> **Passage shown**:
==========

Without looking at the next sections, can you write a Cornac code to use the above three models with the Image-modility and the Graph-modality?

## 2.2. Using CDL, VBPR and MCF with the Image Modality

In [None]:
ratings = amazon_clothing.load_feedback()
features, item_ids = amazon_clothing.load_visual_feature()


# construct item modalities using the image features
image_modality = ImageModality(features=features, ids=item_ids) 
text_modality = TextModality(features=features, ids=item_ids)
graph_modality = GraphModality.from_feature(features=features, ids=item_ids, k=5, similarity="cosine")


# provide all modalities into evaluation method to synchronize the building process
# as we don't have to build them separately for this case (available features)
ratio_split = RatioSplit(
    data=ratings,
    test_size=0.2,
    rating_threshold=4.0,
    exclude_unknowns=True,
    seed=SEED,
    verbose=VERBOSE,
    item_text=text_modality,
    item_image=image_modality,
    item_graph=graph_modality,
)


cdl = cornac.models.CDL(k=50, autoencoder_structure=[200], vocab_size=text_modality.feature_dim,
                        act_fn='tanh', max_iter=50, seed=SEED, verbose=VERBOSE)

vbpr = cornac.models.VBPR(k=10, k2=40, n_epochs=50, use_gpu=False, seed=SEED, verbose=VERBOSE)

mcf = cornac.models.MCF(k=50, max_iter=50, seed=SEED, verbose=VERBOSE)


recall = cornac.metrics.Recall(k=50)
ndcg = cornac.metrics.NDCG(k=50)


image_exp = cornac.Experiment(eval_method=ratio_split, 
                              models=[cdl, vbpr, mcf],
                              metrics=[recall, ndcg])
image_exp.run()

## 2.3. Using CDL, VBPR and MCF with Graph Modality

In [None]:
ratings = amazon_clothing.load_feedback()
contexts = amazon_clothing.load_graph()


ratio_split = RatioSplit(
    data=ratings,
    test_size=0.2,
    rating_threshold=4.0,
    exclude_unknowns=True,
    seed=SEED,
    verbose=VERBOSE,
)

# obtain global mapping of item ID to synchronize across modalities 
item_id_map = ratio_split.global_iid_map  
item_ids = list(item_id_map.keys())

# build item graph modality using the item contexts
graph_modality = GraphModality(data=contexts).build(id_map=item_id_map)
adj_mat = graph_modality.matrix.A  # item graph adjacency matrix

# build text and image modalities with the adjacency matrix as features 
text_modality = TextModality(features=adj_mat, ids=item_ids).build(id_map=item_id_map)
image_modality = ImageModality(features=adj_mat, ids=item_ids).build(id_map=item_id_map)


# provide all built modalities for access by models during the experiment
ratio_split.add_modalities(item_text=text_modality,
                           item_image=image_modality,
                           item_graph=graph_modality)

==========

> **Exercise set**:
(1) In the Cornac notebook passage, which similarity measure is used to build the graph modality from the image features?
(2) Pick up the Cornac notebook passage after its final line and keep writing it.

Object location annotation data
==========

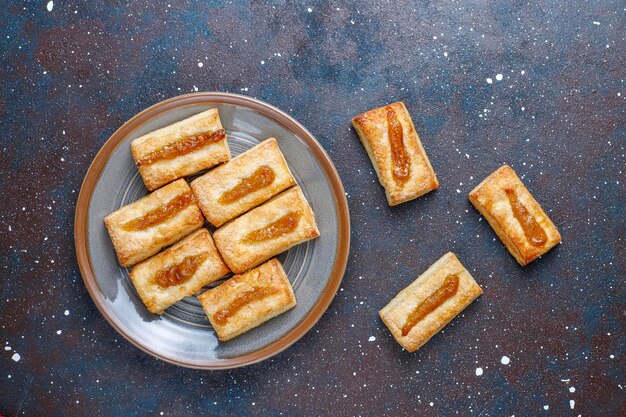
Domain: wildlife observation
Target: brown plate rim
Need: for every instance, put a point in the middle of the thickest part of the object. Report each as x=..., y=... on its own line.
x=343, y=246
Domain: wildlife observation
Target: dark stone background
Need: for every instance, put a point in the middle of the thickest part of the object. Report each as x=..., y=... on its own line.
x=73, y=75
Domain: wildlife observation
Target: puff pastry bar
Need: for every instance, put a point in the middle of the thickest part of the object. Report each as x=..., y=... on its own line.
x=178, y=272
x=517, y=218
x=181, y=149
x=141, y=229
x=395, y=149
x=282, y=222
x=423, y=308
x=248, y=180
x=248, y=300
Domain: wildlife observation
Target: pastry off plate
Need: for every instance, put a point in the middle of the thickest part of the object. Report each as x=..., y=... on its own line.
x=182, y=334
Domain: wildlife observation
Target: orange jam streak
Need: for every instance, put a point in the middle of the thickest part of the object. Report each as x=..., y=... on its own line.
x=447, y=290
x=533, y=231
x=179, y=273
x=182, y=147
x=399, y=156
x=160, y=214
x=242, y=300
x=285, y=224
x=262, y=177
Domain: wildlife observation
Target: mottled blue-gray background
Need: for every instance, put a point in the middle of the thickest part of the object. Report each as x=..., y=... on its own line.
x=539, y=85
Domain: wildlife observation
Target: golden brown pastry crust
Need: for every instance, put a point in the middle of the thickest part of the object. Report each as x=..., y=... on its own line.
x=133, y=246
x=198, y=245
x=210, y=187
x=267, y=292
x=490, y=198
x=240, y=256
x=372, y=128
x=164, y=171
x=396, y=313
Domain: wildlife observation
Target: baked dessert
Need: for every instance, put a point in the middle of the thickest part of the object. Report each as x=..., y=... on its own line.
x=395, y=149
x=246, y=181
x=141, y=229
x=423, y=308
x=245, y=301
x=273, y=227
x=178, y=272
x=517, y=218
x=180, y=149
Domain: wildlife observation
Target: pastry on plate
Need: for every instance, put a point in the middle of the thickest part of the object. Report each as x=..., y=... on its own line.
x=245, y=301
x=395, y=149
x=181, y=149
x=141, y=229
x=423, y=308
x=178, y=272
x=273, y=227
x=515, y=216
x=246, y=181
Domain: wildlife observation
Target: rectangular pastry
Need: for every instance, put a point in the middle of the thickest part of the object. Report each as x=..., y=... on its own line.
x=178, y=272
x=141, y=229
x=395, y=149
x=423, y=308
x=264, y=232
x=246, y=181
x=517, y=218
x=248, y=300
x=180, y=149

==========

> **The answers**:
(1) Cosine

(2)
cdl = cornac.models.CDL(k=50, autoencoder_structure=[200], vocab_size=text_modality.feature_dim,
                        act_fn='tanh', max_iter=50, seed=SEED, verbose=VERBOSE)

vbpr = cornac.models.VBPR(k=10, k2=40, n_epochs=50, use_gpu=USE_GPU, seed=SEED, verbose=VERBOSE)

mcf = cornac.models.MCF(k=50, max_iter=50, seed=SEED, verbose=VERBOSE)


recall = cornac.metrics.Recall(k=50)
ndcg = cornac.metrics.NDCG(k=50)


graph_exp = cornac.Experiment(eval_method=ratio_split, 
                              models=[cdl, vbpr, mcf],
                              metrics=[recall, ndcg])
graph_exp.run()

## 2.4. Results: Recall and NDCG Bar Plots

To make it convenient to analyze the results of the experiments from sections 2—4, the following code generates the Recall and NDCG bar plots across models and modalities.

In [None]:
res_df = defaultdict(list)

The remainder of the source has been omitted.